MATERIAL FOR THIS TASK:
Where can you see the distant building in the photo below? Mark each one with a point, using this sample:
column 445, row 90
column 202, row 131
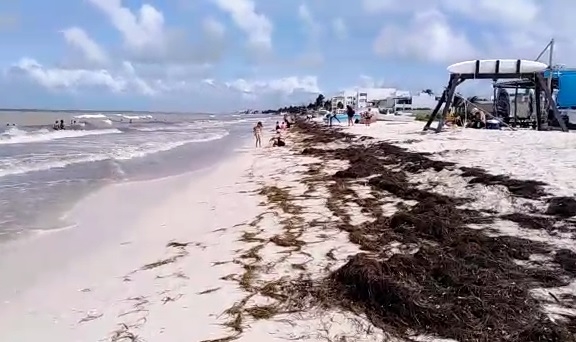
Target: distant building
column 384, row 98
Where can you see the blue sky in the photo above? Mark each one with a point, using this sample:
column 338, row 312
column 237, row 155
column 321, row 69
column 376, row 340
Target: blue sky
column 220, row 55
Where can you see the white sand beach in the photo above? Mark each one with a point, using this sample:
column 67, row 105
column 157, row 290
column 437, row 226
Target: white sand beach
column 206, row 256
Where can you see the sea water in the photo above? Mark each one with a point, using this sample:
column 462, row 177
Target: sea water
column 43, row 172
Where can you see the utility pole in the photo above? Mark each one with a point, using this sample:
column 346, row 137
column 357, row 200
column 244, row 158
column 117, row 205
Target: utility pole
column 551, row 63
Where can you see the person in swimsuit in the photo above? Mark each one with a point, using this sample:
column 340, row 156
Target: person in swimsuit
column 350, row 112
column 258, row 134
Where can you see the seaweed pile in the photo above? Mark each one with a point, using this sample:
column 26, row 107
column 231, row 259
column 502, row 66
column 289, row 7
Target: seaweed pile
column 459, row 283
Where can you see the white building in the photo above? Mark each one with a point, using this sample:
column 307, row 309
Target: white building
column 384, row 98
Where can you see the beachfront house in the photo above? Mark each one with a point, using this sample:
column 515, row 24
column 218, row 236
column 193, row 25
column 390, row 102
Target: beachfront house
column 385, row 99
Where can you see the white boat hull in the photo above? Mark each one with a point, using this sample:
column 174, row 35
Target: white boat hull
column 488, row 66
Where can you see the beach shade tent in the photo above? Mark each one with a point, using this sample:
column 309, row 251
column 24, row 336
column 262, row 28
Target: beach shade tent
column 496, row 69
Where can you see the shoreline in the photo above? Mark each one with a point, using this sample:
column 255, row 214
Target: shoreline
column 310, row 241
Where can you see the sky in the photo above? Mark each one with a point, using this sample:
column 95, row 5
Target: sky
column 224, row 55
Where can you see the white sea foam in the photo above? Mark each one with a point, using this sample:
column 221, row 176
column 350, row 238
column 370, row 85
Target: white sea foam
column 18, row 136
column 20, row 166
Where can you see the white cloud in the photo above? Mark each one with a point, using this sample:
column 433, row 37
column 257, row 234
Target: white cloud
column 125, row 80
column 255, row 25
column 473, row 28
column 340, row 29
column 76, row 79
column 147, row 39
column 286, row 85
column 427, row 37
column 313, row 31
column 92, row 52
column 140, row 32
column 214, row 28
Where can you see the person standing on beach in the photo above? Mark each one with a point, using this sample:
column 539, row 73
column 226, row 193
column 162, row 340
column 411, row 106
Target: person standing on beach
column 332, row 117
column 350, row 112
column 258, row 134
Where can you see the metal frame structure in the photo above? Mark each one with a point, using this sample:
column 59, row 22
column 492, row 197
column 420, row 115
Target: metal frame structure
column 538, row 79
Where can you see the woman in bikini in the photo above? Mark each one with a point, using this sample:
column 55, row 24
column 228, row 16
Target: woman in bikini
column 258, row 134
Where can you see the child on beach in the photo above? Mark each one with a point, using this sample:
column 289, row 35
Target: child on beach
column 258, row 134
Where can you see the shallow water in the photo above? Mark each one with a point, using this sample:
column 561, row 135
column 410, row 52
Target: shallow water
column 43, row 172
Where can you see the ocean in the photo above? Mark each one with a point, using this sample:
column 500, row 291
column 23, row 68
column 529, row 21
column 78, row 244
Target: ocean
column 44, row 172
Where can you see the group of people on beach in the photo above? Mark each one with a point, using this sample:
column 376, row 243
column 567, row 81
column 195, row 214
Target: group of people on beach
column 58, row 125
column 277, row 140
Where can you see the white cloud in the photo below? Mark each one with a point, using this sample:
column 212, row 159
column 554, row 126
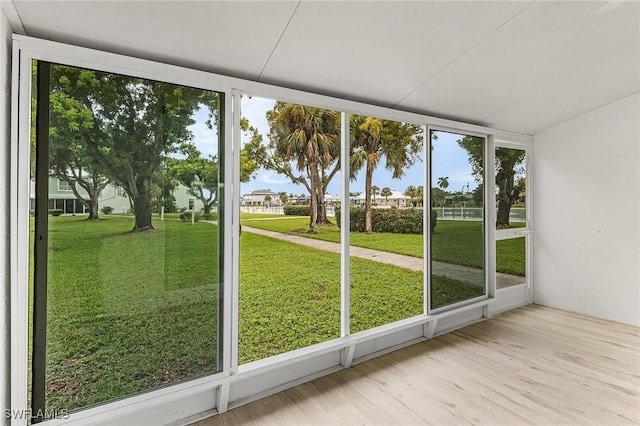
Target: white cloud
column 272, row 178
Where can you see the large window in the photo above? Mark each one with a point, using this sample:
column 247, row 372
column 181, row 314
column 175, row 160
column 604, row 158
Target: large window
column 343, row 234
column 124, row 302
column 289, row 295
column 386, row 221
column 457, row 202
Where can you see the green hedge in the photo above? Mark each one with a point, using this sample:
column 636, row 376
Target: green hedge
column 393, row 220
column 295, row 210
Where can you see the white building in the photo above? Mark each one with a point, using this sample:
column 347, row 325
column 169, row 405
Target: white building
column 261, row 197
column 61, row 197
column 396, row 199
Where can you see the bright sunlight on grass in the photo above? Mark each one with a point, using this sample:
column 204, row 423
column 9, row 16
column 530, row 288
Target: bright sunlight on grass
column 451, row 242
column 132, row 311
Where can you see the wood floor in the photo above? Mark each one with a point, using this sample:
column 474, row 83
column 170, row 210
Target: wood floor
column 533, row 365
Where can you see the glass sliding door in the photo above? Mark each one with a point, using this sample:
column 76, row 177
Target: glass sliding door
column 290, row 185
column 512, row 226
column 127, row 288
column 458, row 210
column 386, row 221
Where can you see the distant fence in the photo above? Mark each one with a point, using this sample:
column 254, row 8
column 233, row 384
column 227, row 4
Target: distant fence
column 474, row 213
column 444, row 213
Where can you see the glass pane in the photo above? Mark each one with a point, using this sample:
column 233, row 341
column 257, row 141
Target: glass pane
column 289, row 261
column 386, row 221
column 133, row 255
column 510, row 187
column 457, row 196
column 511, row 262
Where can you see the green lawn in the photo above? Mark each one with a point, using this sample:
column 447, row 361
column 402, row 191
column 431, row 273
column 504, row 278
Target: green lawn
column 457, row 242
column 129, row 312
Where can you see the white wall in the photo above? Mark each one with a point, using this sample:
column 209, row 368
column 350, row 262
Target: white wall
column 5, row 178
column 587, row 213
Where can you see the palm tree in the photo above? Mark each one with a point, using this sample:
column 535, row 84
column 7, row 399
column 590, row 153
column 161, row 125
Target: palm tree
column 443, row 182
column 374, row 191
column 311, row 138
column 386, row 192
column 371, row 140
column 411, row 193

WHAT YOU HAVE TO DO:
Reproduce the items verbatim between the line holding "Where can you see the metal" and the line holding "column 457, row 202", inclusive. Omit any pictures from your answer.

ANSWER FOR THE TASK:
Where can you see the metal frame structure in the photo above? Mark each one with a point, using this sample:
column 59, row 22
column 492, row 197
column 420, row 115
Target: metal frame structure
column 538, row 79
Where can you see the woman in bikini in the photo above? Mark each one with a point, using this sample:
column 55, row 24
column 228, row 16
Target: woman in bikini
column 258, row 134
Where can you see the child on beach in the photo above? Mark each one with a point, using this sample:
column 289, row 35
Target: child on beach
column 258, row 134
Where can you see the shallow water in the photo above? Mark each one with a point, using this sample:
column 561, row 135
column 410, row 52
Target: shallow water
column 43, row 172
Where can you see the ocean in the photo above? Mark each one with a point, using this sample:
column 500, row 291
column 23, row 68
column 529, row 21
column 78, row 244
Target: ocean
column 44, row 172
Where can you see the group of people on beach in the photo above? Mark each one with a point, using this sample:
column 376, row 243
column 567, row 81
column 195, row 214
Target: group of people on beach
column 58, row 125
column 277, row 140
Where can you see the white cloud in the photo below? Mark each one with a point, using this sample:
column 212, row 159
column 554, row 126
Target: white cloud
column 272, row 178
Where can you see the large window in the photo above? Mark each one with a point, using this sample:
column 247, row 372
column 181, row 314
column 175, row 160
column 604, row 158
Target: large window
column 343, row 234
column 124, row 302
column 289, row 295
column 386, row 221
column 457, row 202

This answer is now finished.